• [Text section]:

Austrian theater group reenacts a post-Holocaust escape in the Alps

Sidestepping a roaring waterfall and stumbling over rocks, an Austrian amateur theater group reenacts the treacherous Alpine escape of thousands of Jews seeking a new home after the Holocaust.

Surrounded by Austria’s snow-capped peaks, two dozen spectators hike alongside lay actors who perform scenes based on the real experiences of as many as 8,000 Holocaust survivors who traversed the Alps to reach the Italian harbor of Genoa, where they hoped to board ships to Mandatory Palestine in 1947.

“The special thing about the play is that you experience it and you get an idea of what people went through back then,” says actor Celine Nerbl of the Pinzgau region group Teatro Caprile, which has been staging the theater hike in summer.

After the end of World War II, thousands remained stuck in camps for displaced Holocaust survivors in countries such as Austria, with little hope of starting a new life while antisemitism remained so deeply entrenched.

The Jewish flight aid organization Bricha smuggled groups of as many as 200 people on trucks via the camp “Givat Avoda,” which translates to “Hill of Labor,” in the Austrian town of Saalfelden, to Krimml from where they had to continue by foot.

• [Records provided]:
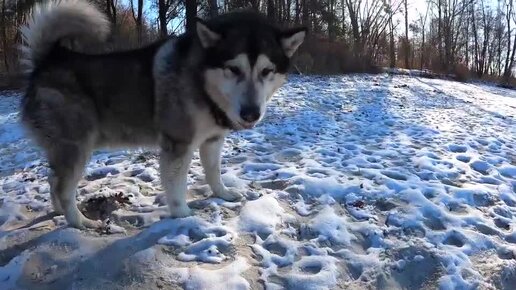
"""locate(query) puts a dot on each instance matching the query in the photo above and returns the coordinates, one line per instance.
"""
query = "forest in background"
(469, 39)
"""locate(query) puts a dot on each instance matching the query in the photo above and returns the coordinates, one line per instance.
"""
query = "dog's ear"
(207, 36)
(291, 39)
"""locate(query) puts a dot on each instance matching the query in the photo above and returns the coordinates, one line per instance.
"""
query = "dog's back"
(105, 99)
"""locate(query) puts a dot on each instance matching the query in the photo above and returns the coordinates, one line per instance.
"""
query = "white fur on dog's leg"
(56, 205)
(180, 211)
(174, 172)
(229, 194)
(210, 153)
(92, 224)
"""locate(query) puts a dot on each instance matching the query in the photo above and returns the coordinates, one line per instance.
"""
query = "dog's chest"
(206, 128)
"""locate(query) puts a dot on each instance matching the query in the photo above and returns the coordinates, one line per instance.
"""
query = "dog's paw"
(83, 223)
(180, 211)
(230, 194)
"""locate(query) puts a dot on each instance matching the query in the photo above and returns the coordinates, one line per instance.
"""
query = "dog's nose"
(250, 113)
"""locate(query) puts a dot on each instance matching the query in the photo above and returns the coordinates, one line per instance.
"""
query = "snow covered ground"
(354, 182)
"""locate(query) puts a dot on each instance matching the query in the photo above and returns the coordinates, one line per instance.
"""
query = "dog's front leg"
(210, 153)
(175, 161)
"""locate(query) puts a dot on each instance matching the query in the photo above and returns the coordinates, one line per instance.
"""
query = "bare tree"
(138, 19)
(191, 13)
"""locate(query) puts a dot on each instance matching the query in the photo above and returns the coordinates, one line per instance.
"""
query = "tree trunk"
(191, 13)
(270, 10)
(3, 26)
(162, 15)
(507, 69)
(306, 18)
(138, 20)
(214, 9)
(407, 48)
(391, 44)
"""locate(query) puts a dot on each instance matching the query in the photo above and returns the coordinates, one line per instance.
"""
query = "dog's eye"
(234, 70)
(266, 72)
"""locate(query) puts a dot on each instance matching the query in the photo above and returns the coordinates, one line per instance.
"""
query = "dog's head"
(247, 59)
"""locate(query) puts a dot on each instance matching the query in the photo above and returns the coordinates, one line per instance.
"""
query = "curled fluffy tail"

==

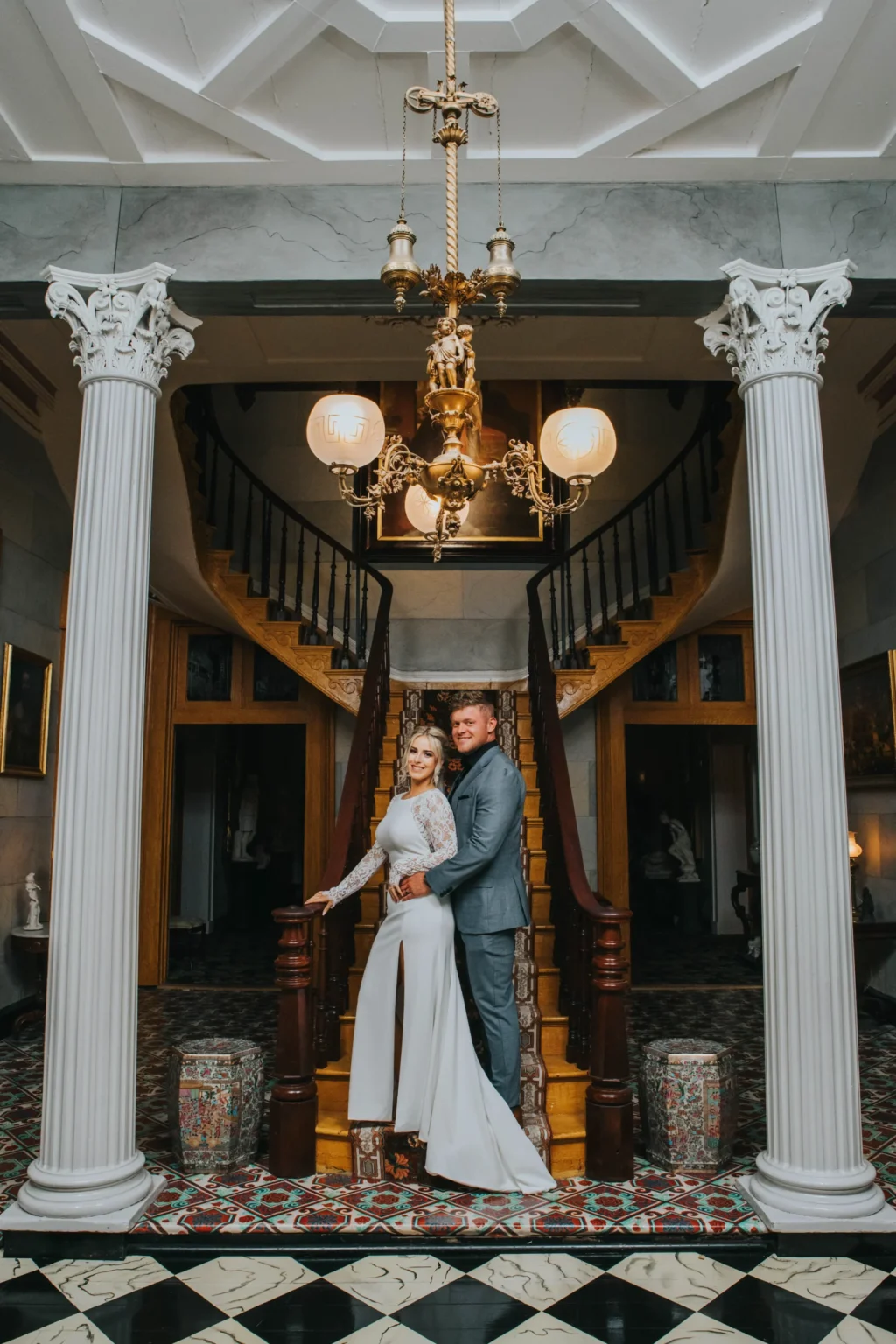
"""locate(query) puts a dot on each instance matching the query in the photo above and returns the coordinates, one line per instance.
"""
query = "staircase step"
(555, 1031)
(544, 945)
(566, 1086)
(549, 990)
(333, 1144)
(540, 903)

• [What to do]:
1. In the piece on the Alpine escape reenactment, which Italian harbor did the Holocaust survivors hope to reach?
2. Pick up the piece on the Alpine escape reenactment after its final sentence and write what comes next.
The entries have nothing to do with what comes next.

• [Answers to each task]:
1. Genoa.

2.
It is here that the reenactment begins, and it is an emotional, eight-hour-long hike for participants.

“You can feel yourself in there,” says Austrian Marion Mikenda, a local who participated in the guided trek with her father.

“Nobody wanted them, even after the war, so they had to flee,” says historian Rudolf Leo, who grew up in Salzburg province and who remembers his mother telling him about the 1947 Jewish exodus.

Back then, British allied forces prevented Jews from fleeing to British-controlled Palestine, making the back country mountain pass of Krimml their only escape route.

“I always thought she was wrong about the year,” Leo says of his mother’s memories. “But, no, she was completely right.”

Physical exertion helps the audience imagine what the refugees experienced, says author and director Andreas Kosek.

He set the scenes along the original path: in a dense spruce forest, a lush meadow where cows graze, and inside a hut which, at an elevation of over 1,600 meters (5,250 feet), had offered the Jewish refugees shelter and a meal.

“I was here with people who said ‘We never imagined there were mountains this steep,’” says Celine Nerbl’s husband Hans, who accompanies the group as a hiking guide.

The main difference is that today’s hikers are well-equipped and travel by day.

In 1947, the Jewish refugees were at times forced to hike in complete darkness, some carrying their children and hoping not to be spotted.

The history of the displaced persons’ camp and the escape of Holocaust survivors had long been forgotten, but they are slowly being resurrected in Austria. In 2007, the Alpine Peace Crossing association was founded to commemorate the post-war exodus with an annual hike.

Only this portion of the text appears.